Reproduce the stretch of the records from their start through the line containing "top-left (0, 134), bottom-right (21, 150)", leaving out the pictures.

Excerpts of labeled region data:
--- begin ---

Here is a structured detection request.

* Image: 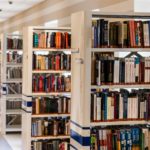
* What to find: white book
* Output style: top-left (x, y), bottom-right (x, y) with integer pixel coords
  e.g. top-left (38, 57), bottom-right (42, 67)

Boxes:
top-left (114, 60), bottom-right (120, 83)
top-left (98, 60), bottom-right (101, 85)
top-left (93, 94), bottom-right (97, 120)
top-left (107, 97), bottom-right (111, 120)
top-left (125, 58), bottom-right (129, 83)
top-left (119, 94), bottom-right (123, 119)
top-left (140, 102), bottom-right (145, 119)
top-left (96, 97), bottom-right (102, 120)
top-left (110, 97), bottom-right (115, 119)
top-left (127, 98), bottom-right (131, 119)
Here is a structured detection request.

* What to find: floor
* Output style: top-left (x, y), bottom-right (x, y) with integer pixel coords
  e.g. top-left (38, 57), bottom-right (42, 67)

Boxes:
top-left (0, 134), bottom-right (21, 150)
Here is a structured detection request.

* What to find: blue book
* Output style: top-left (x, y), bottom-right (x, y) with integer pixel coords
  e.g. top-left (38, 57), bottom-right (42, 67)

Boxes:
top-left (126, 129), bottom-right (132, 150)
top-left (120, 130), bottom-right (126, 150)
top-left (94, 26), bottom-right (98, 48)
top-left (104, 93), bottom-right (107, 120)
top-left (131, 128), bottom-right (140, 146)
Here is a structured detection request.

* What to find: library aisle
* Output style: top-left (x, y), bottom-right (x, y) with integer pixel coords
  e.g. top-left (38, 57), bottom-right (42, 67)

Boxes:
top-left (0, 135), bottom-right (12, 150)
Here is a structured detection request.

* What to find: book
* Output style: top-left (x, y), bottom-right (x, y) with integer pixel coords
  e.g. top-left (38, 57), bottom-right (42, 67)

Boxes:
top-left (33, 31), bottom-right (71, 49)
top-left (91, 127), bottom-right (150, 150)
top-left (31, 117), bottom-right (70, 137)
top-left (32, 96), bottom-right (71, 114)
top-left (91, 53), bottom-right (150, 85)
top-left (91, 89), bottom-right (150, 121)
top-left (92, 19), bottom-right (150, 48)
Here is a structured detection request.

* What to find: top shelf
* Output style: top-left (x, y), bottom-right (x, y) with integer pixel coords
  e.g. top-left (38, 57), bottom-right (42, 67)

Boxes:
top-left (92, 12), bottom-right (150, 19)
top-left (91, 48), bottom-right (150, 52)
top-left (33, 48), bottom-right (79, 53)
top-left (32, 26), bottom-right (71, 31)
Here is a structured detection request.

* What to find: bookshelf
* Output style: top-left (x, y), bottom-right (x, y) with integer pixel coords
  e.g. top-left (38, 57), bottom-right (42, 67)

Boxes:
top-left (22, 26), bottom-right (78, 150)
top-left (71, 11), bottom-right (150, 150)
top-left (1, 33), bottom-right (23, 134)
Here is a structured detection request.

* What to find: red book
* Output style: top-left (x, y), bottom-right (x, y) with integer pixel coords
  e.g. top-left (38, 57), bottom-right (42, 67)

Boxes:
top-left (55, 55), bottom-right (60, 70)
top-left (65, 32), bottom-right (69, 48)
top-left (39, 75), bottom-right (44, 92)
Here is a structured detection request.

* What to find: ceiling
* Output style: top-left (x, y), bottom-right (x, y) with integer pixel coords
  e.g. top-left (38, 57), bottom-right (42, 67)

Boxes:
top-left (0, 0), bottom-right (44, 22)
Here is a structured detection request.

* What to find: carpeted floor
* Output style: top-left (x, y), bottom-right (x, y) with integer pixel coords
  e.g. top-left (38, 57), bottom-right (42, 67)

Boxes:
top-left (0, 135), bottom-right (12, 150)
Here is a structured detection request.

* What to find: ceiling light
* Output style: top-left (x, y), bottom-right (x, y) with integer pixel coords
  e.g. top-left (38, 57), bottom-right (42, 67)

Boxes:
top-left (8, 1), bottom-right (13, 5)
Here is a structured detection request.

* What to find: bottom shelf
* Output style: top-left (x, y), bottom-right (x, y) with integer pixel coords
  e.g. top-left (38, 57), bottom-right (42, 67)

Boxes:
top-left (6, 125), bottom-right (22, 132)
top-left (31, 135), bottom-right (70, 141)
top-left (91, 120), bottom-right (148, 127)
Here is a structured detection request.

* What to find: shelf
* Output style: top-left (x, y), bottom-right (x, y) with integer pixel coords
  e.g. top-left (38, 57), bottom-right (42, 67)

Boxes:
top-left (31, 135), bottom-right (70, 140)
top-left (91, 83), bottom-right (150, 89)
top-left (6, 94), bottom-right (22, 99)
top-left (6, 63), bottom-right (22, 67)
top-left (32, 114), bottom-right (70, 118)
top-left (91, 120), bottom-right (147, 127)
top-left (6, 109), bottom-right (22, 115)
top-left (32, 92), bottom-right (71, 96)
top-left (5, 78), bottom-right (22, 83)
top-left (32, 26), bottom-right (71, 31)
top-left (91, 48), bottom-right (150, 52)
top-left (32, 70), bottom-right (71, 74)
top-left (6, 125), bottom-right (22, 132)
top-left (7, 49), bottom-right (23, 52)
top-left (33, 48), bottom-right (79, 53)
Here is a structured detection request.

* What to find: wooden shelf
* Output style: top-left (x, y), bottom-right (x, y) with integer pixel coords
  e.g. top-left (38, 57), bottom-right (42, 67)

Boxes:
top-left (6, 125), bottom-right (22, 132)
top-left (91, 120), bottom-right (147, 127)
top-left (31, 135), bottom-right (70, 140)
top-left (7, 49), bottom-right (23, 52)
top-left (32, 114), bottom-right (70, 118)
top-left (32, 92), bottom-right (71, 96)
top-left (32, 70), bottom-right (71, 74)
top-left (90, 48), bottom-right (150, 52)
top-left (33, 48), bottom-right (79, 53)
top-left (6, 63), bottom-right (22, 67)
top-left (6, 109), bottom-right (22, 115)
top-left (6, 94), bottom-right (22, 99)
top-left (91, 83), bottom-right (150, 89)
top-left (5, 78), bottom-right (22, 83)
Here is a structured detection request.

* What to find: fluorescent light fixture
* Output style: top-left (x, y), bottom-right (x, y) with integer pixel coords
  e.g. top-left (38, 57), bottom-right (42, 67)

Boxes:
top-left (92, 9), bottom-right (100, 12)
top-left (44, 20), bottom-right (58, 27)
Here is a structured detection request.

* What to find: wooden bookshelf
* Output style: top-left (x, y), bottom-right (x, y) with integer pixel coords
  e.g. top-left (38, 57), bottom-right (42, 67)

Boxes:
top-left (32, 113), bottom-right (70, 118)
top-left (1, 33), bottom-right (23, 134)
top-left (91, 83), bottom-right (150, 89)
top-left (31, 135), bottom-right (70, 141)
top-left (91, 119), bottom-right (147, 127)
top-left (71, 11), bottom-right (150, 150)
top-left (32, 70), bottom-right (71, 74)
top-left (22, 26), bottom-right (74, 150)
top-left (90, 48), bottom-right (150, 52)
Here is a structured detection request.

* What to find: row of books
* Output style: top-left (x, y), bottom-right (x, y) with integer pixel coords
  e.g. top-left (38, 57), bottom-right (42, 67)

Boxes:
top-left (32, 96), bottom-right (71, 114)
top-left (31, 140), bottom-right (70, 150)
top-left (91, 127), bottom-right (150, 150)
top-left (32, 74), bottom-right (71, 92)
top-left (7, 38), bottom-right (23, 49)
top-left (31, 117), bottom-right (70, 137)
top-left (7, 52), bottom-right (22, 63)
top-left (92, 19), bottom-right (150, 48)
top-left (7, 67), bottom-right (22, 79)
top-left (6, 114), bottom-right (21, 127)
top-left (91, 54), bottom-right (150, 85)
top-left (91, 89), bottom-right (150, 121)
top-left (3, 83), bottom-right (22, 94)
top-left (33, 32), bottom-right (71, 49)
top-left (33, 53), bottom-right (71, 70)
top-left (6, 100), bottom-right (22, 109)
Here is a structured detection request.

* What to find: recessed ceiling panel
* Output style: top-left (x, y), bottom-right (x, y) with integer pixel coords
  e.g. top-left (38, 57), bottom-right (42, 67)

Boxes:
top-left (0, 0), bottom-right (45, 22)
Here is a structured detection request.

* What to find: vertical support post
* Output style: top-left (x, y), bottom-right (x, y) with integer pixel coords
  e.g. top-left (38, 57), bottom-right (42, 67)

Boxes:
top-left (71, 11), bottom-right (91, 150)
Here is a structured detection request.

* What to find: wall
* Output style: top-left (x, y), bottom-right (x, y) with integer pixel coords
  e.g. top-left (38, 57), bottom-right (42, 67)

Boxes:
top-left (0, 0), bottom-right (123, 32)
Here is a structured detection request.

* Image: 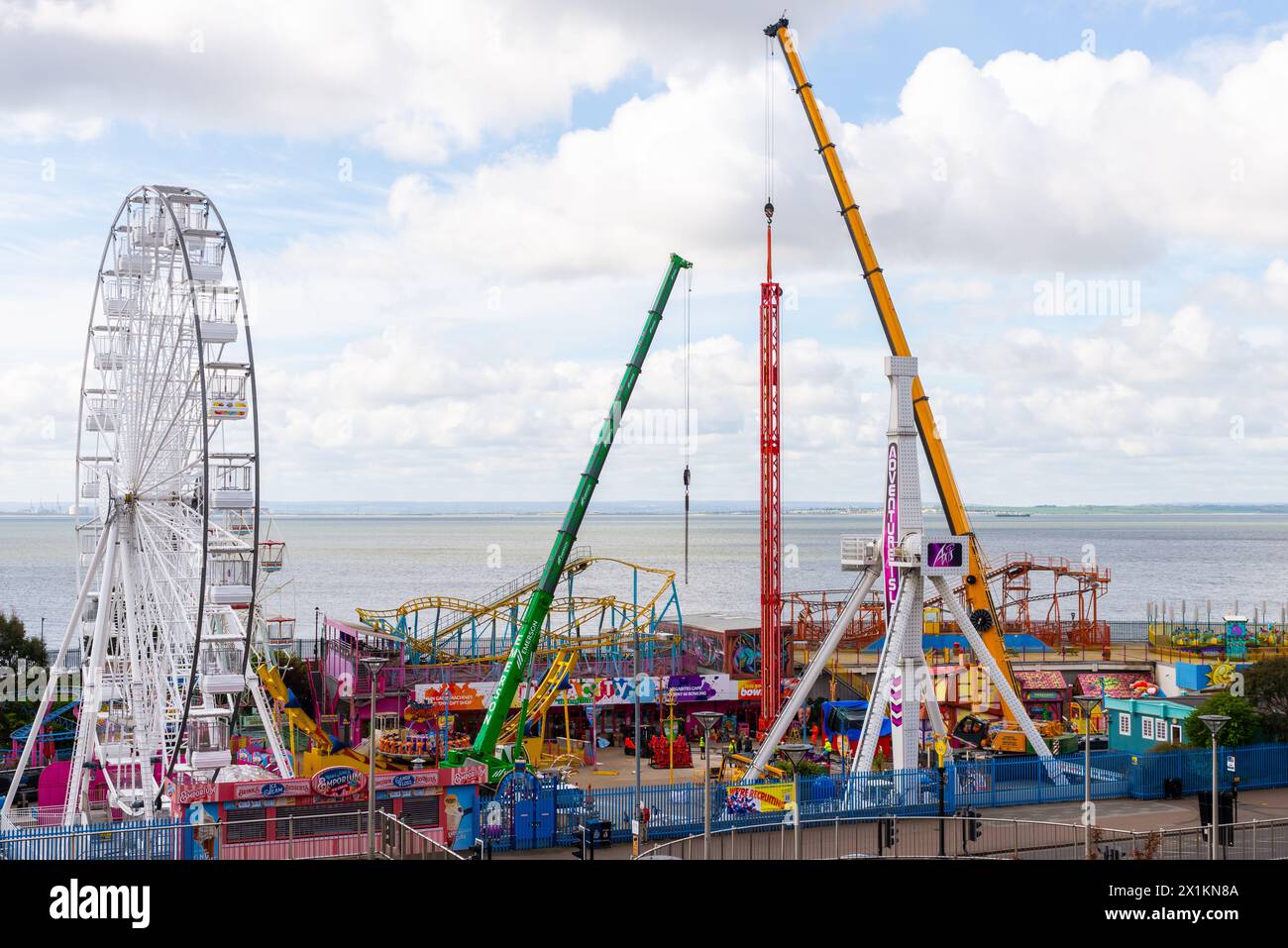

--- end ---

Result for this task ::
Here is a structured detection request.

* Image: 
* What to find: white book
* Output style: top-left (x, y), bottom-right (x, y) with integer pixel coords
  e.g. top-left (38, 57), bottom-right (42, 67)

Boxes:
top-left (114, 60), bottom-right (120, 83)
top-left (98, 60), bottom-right (101, 85)
top-left (93, 94), bottom-right (97, 120)
top-left (107, 97), bottom-right (111, 120)
top-left (125, 58), bottom-right (129, 83)
top-left (119, 94), bottom-right (123, 119)
top-left (140, 102), bottom-right (145, 119)
top-left (96, 97), bottom-right (102, 120)
top-left (110, 97), bottom-right (115, 119)
top-left (127, 98), bottom-right (131, 119)
Here is a structured detection request.

* What to find: floor
* Output style: top-left (x, y), bottom-right (x, y) with integer pixel coords
  e.g. top-left (38, 57), bottom-right (42, 67)

Boxes:
top-left (0, 134), bottom-right (21, 150)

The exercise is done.